- [Study text]:

Posted tagged ‘boredom’

“The month of August had turned into a griddle where the days just lay there and sizzled.”

August 11, 2016

Here I am again, inside the house retreating from the heat. Today will be in the high 80’s on the cape and the 90’s in Boston and north of Boston. My friend Bill sent me the weather from Bolgatanga, Ghana where it will be cooler than here and rainy. What’s with that, cooler in Africa than here?

I could do a couple of errands today, but I won’t. I’m staying housebound by choice. I have food and drink, a semi-full larder, so I’ll be content and cool. I’m even considering baking something.

I hit a wall in watching the Olympics so last night I hunted for something else. It ended up being Cupcake Wars. I traded one boring program for a really boring program, but I’m guessing those cupcakes inspired me to think about baking today. This morning I’ve already watched women’s water polo. That wall is getting closer.

Yesterday I did two loads of laundry. They by themselves are not remarkable, but, for once, I didn’t leave any laundry in the dryer. I am known for leaving laundry in the dryer for up to a week. The clothes come out really wrinkled, but I don’t care.

Books are on the table in front of me as is the TV remote. They represent the day’s diversions, things to keep me busy, things to help the day pass.

When I was a kid, I’d be bored by the middle of August. I had done all the fun things several times, and they had begun to lose their luster. The afternoons were often too hot to do much. I remember being at the park and sitting in the shade. We played some checkers at the table and worked gimp. I remember painting a tray for my mother. We couldn’t play softball. Little kids couldn’t use the slide and seesaw because of the heat. The metal slide would have burned the backs of their legs. August is always hot and humid.

Every month I get a report from my electric company on my usage and how it compares to my neighbors’ usage. My sister in Colorado happened to mention her report to me as her husband, Rod, showed her they were the highest in the neighborhood. I said mine was too. We both decided we didn’t care. We want to live comfortably: cool in summer and warm in winter. I’m sending my next one to Rod so he’ll see they are not alone.

Tonight after midnight the Perseids meteor shower will begin, but the best viewing is after 1 AM or even later. There will be an unusually high number of meteors tonight anywhere from 160 to 200 meteors per hour. The suggestion is to lie on your back and look straight up. Drinking caffein to stay awake was another suggestion. I’m thinking iced coffee.

“One who has hope lives differently.”

March 13, 2016

Today is another pretty day, warmer than it has been. I have feeders to fill so I’ll go out for a bit later.

- [Input data]:
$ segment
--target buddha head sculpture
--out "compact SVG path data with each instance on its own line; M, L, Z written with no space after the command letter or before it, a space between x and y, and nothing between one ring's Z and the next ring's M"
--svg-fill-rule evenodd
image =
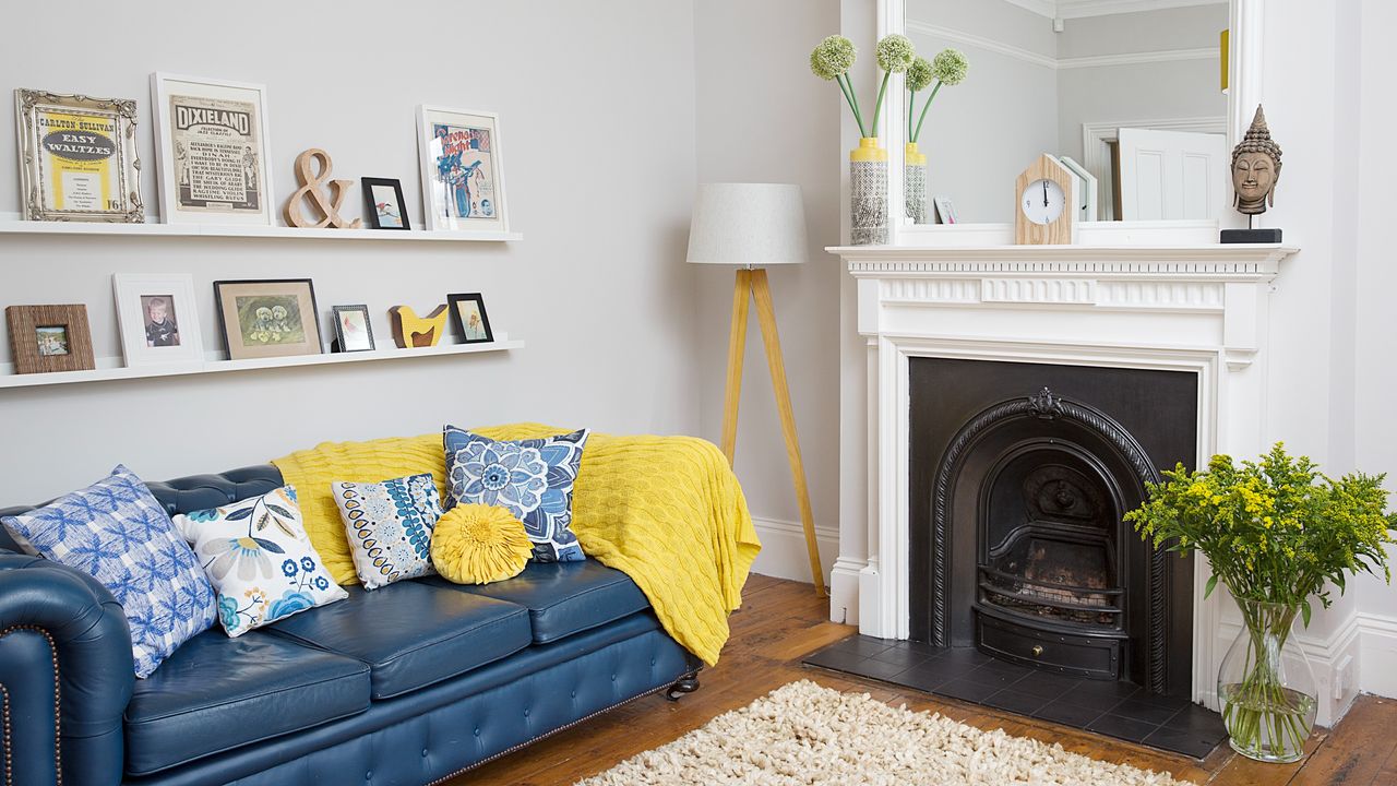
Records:
M1281 176L1281 145L1271 140L1266 115L1256 108L1252 127L1232 148L1232 206L1243 215L1257 215L1275 204L1275 180Z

- [Things to do]:
A – In the blog post, translate the sentence "Yesterday I did two loads of laundry." into Spanish.
B – Continue the blog post past its final sentence.
The entries have nothing to do with the blog post.

- [Results in order]:
A – Ayer lavé dos cargas de ropa.

B –
I think I have a virus. It’s manifested by cleaning places not usually cleaned. Yesterday I took everything off my desk, which included snow globes and small wind-up toys from collecting phases. I could have written a short story in the dust. I cleaned the desk and washed all the globes and toys. I threw away papers from piles on the desk top. I organized everything. Next I lemon oiled the antique child’s desk in the bathroom. It holds all the guest towels. The den was next and I threw aways papers from a pile on the table. I had no idea why I saved what I did. There were phone numbers without names, old receipts and cards from different holidays. I threw away so much it can no longer be called a pile.

Today I am going to clean the cabinet under the bathroom sink. It serves a variety of purposes including being a liquor cabinet. I haven’t seen the back of that cabinet in years.

My sister diagnosed my virus as boredom. I think she is probably right. I think boredom is the whole reason for spring cleaning. I’ve been shut up in the house because of freezing days and snow. I have gotten tired of TV and have spent too many days just sitting around and reading. I need to be doing.

I saw a purple crocus this morning, and there are now three yellow ones. The dafs are close to blooming. The garden’s winter slumber is over. Every day I see something new. With morning papers in hand I walk around all the beds to make sure I haven’t missed anything. The purple crocus is hope springing to mind.

“Can you go cazy without knowing you’re crazy?”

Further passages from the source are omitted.